## Short exercise
Copy the lines below word for word, leaving nothing out and changing nothing.

[Segmentation data]

■ ■ ■ ■ ■

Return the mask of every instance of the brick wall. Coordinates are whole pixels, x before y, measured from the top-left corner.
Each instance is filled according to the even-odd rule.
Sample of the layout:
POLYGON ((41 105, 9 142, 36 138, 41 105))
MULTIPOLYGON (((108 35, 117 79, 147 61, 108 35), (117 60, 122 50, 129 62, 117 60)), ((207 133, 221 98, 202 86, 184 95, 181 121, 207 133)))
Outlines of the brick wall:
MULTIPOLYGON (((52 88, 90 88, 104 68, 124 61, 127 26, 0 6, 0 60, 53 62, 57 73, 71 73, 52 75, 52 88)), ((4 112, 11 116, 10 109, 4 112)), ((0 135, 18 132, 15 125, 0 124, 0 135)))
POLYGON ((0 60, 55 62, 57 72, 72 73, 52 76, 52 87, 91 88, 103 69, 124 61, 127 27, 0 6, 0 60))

■ ■ ■ ■ ■

## Expected answer
Return the mask of every instance of the brick wall. Coordinates are whole pixels, x before y, measured from the top-left corner.
Each instance is filled according to the even-odd rule.
Sample of the layout:
POLYGON ((41 105, 9 142, 36 138, 41 105))
MULTIPOLYGON (((108 35, 117 79, 147 61, 108 35), (117 60, 122 50, 129 62, 117 60)), ((207 133, 221 98, 202 86, 184 95, 181 121, 207 133)))
Outlines of the brick wall:
MULTIPOLYGON (((52 88, 90 88, 104 68, 124 61, 127 26, 0 6, 0 60, 53 62, 57 73, 71 73, 52 75, 52 88)), ((4 112, 11 116, 10 109, 4 112)), ((0 135, 18 132, 15 125, 0 124, 0 135)))
POLYGON ((0 60, 55 62, 57 72, 72 73, 52 76, 52 87, 91 88, 103 69, 124 61, 127 27, 0 6, 0 60))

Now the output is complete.